*Document segment*:
>>

Whether your goal is competitive advantage or human service, you should be able to meet your goals better under a Neurodiversity at Work banner, as opposed to an Autism at Work one. In both cases the supports needed are similar, but the neurodivergent population is substantially larger than the “only autistic” population so your chances of success are magnified.

While labels like ADHD, autism, dyslexia, or PDD-NOS may be useful for therapists and childhood educators, the community-sourced alternative “neurodivergent” is probably better suited for colleges and workplaces. In those spaces, medical labels carry stigma that leads to conscious and unconscious marginalization. Expectations are always lower for people with disability diagnoses.

Neurodiversity is a new concept but the underlying reality has been part of human society forever. In the modern era work and school programs designed for the average person have excluded those whose cognitive styles fall outside that narrow midrange. Despite that, workplaces – including colleges – already contain plenty of neurodiversity so a primary program goal should be the better support of those people. Neurodiversity at School and at Work is not just about bringing new people into the fold.

The newest Neurodiversity initiatives recognize this fact.

By embracing the neurodiversity model instead of autism, employers can move toward a more inclusive welcoming environment.

<<

*Data under study*:
>>

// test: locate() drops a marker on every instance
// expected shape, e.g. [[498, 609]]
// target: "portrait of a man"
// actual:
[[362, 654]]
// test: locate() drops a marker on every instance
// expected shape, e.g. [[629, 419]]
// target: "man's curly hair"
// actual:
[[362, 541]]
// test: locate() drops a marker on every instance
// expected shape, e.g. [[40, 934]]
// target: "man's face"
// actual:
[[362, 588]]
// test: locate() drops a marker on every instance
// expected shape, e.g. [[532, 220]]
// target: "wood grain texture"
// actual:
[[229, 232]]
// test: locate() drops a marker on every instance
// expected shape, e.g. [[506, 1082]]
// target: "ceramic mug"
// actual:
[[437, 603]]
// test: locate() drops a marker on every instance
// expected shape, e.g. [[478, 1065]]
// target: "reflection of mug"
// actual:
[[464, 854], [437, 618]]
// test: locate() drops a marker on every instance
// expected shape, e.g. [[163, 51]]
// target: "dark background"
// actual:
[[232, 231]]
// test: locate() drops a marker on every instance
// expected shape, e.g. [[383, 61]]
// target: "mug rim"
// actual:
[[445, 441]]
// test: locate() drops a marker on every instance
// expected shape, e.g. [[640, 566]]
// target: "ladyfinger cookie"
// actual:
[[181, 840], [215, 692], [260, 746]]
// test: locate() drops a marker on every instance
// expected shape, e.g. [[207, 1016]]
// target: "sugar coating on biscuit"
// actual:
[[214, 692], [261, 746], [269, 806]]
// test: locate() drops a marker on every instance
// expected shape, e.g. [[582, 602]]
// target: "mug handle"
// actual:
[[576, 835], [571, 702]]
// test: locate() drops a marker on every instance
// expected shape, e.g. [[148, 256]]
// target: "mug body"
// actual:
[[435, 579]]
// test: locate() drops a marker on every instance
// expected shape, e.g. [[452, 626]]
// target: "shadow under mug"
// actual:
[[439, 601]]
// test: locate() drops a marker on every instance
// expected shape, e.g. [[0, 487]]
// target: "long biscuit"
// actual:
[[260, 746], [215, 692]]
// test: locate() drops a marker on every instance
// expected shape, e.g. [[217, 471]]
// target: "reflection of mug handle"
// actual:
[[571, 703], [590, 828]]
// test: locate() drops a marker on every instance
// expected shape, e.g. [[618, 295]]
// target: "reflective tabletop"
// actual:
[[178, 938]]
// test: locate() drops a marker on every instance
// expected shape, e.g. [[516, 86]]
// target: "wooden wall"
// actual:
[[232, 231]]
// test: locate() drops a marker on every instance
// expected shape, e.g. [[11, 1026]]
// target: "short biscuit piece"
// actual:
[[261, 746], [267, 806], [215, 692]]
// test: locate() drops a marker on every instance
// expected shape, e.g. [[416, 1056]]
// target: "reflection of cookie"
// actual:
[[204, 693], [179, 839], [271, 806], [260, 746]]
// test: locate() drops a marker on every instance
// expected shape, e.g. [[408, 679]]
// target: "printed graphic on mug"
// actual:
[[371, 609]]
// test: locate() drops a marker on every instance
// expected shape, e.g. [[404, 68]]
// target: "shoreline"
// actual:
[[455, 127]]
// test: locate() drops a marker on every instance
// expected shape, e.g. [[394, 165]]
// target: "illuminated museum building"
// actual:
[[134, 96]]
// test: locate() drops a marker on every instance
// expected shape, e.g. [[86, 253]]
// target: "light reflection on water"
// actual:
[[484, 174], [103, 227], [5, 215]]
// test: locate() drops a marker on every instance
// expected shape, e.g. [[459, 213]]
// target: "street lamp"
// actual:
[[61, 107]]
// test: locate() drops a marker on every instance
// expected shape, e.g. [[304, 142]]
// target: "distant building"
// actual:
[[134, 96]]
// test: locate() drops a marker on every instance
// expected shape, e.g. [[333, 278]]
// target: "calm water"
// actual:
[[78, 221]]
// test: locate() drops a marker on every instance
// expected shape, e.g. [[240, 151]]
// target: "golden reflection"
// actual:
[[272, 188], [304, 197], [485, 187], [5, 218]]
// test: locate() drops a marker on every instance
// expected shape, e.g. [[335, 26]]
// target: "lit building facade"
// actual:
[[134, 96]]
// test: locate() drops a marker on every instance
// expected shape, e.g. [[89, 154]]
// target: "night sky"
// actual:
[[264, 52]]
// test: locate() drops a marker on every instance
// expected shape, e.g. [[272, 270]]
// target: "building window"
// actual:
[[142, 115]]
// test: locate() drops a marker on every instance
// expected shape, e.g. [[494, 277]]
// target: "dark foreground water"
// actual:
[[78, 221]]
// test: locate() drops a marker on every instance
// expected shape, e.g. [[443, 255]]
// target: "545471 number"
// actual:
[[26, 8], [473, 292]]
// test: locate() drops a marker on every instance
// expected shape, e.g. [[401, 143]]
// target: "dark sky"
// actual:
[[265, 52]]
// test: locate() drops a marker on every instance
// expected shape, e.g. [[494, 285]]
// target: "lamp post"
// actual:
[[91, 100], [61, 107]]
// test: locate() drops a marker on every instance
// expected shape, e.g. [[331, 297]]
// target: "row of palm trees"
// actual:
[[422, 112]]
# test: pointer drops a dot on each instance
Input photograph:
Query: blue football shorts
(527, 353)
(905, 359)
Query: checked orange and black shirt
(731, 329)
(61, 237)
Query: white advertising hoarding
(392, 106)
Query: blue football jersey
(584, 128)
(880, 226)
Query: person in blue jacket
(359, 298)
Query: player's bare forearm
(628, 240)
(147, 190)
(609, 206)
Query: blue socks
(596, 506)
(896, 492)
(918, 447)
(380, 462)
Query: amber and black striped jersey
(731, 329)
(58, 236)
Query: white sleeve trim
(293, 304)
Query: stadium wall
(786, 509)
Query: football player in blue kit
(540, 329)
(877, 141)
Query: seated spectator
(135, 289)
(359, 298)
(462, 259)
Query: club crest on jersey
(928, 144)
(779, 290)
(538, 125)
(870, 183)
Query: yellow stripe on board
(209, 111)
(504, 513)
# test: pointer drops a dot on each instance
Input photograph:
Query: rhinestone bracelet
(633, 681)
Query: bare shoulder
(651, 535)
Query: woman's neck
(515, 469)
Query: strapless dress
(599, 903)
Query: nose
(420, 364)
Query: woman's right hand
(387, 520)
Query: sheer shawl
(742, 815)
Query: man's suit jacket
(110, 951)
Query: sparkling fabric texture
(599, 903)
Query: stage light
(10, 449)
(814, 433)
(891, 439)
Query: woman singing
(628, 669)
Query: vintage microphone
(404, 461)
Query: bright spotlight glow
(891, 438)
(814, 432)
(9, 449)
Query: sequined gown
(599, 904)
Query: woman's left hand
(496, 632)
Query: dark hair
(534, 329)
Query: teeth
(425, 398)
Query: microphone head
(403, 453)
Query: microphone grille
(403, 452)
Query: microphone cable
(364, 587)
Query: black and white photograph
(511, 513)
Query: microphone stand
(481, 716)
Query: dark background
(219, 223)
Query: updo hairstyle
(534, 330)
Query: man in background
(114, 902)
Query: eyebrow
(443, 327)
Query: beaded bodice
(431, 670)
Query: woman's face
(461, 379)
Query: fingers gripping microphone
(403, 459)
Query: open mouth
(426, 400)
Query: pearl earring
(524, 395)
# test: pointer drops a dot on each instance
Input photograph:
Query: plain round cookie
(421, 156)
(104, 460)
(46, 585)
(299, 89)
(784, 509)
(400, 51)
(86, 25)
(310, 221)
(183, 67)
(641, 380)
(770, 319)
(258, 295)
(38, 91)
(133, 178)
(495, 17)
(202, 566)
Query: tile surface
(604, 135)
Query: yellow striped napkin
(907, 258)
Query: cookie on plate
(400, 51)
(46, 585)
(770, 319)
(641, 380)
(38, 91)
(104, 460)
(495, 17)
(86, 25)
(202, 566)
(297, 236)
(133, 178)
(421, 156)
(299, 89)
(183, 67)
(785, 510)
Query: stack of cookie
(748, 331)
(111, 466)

<<

*Brief 1*:
In the neurodiversity passage, rewrite the paragraph beginning "While labels like ADHD, autism, dyslexia" as a short bulleted list that keeps its main facts.
*Brief 2*:
According to the neurodiversity passage, for whom may labels like ADHD, autism, dyslexia, or PDD-NOS be useful?
*Brief 3*:
Write a continuation of the neurodiversity passage that picks up after its final sentence.

*Answer area 1*:
- Labels such as ADHD, autism, dyslexia, and PDD-NOS may help therapists and childhood educators.
- For colleges and workplaces, the community-sourced term "neurodivergent" is probably a better fit.
- In those settings, medical labels carry stigma that leads to conscious and unconscious marginalization.
- People with disability diagnoses always face lower expectations.

*Answer area 2*:
Therapists and childhood educators.

*Answer area 3*:
Source: The Next Step for Neurodiversity | Psychology Today

I like to solve for the infinity, foreground complexity as the baseline, design for the edges, and design for pluralism. Sometimes, doing that requires coalition built on strategic essentialism.

…creating coalitions can subvert dominant hierarchies and transform the status quo.

Source: DisCrit—Disability Studies and Critical Race Theory in Education (Disability, Culture, and Equity Series) (p. 205). Teachers College Press. Kindle Edition.

Individuals, however, do not experience identity as a fractured reality. If we start instead with this understanding of intersectionality informed by DisCrit, the multivariant nature of experience may be a place for coalition.

Source: DisCrit—Disability Studies and Critical Race Theory in Education (Disability, Culture, and Equity Series) (p. 212). Teachers College Press. Kindle Edition.

I’m very glad to see the neurodiversity and queer ERGs at my workplace addressing gatekeeping, being broadly inclusive, and working together. This seems like healthy essentialism on which coalition and community can grow.

Community is magic.

Community is power.

Community is resistance.

Source: Disability Visibility: First Person Stories from the 21st Century

Neurodiversity, the social model of disability, intersectionality, and equity literacy are necessary professional development.

As my neurodivergent and disabled family navigates healthcare, school, and life, I wish over and over that the professionals we interact with knew something about neurodiversity, the social model of disability, intersectionality, and equity literacy. We spend so much time educating folks in hopes they’ll gain the framing needed to see our family.

These are essential frameworks that every professional should be conversant in. In my experience, corporate harassment and discrimination training doesn’t really go into any of these. Wishing it did. Let’s bake them into our annual training and our company cultures. Let’s bake them into the curriculum for everyone. Those wanting to do ethical, inclusive, and informed work need to do the work of obtaining these tools.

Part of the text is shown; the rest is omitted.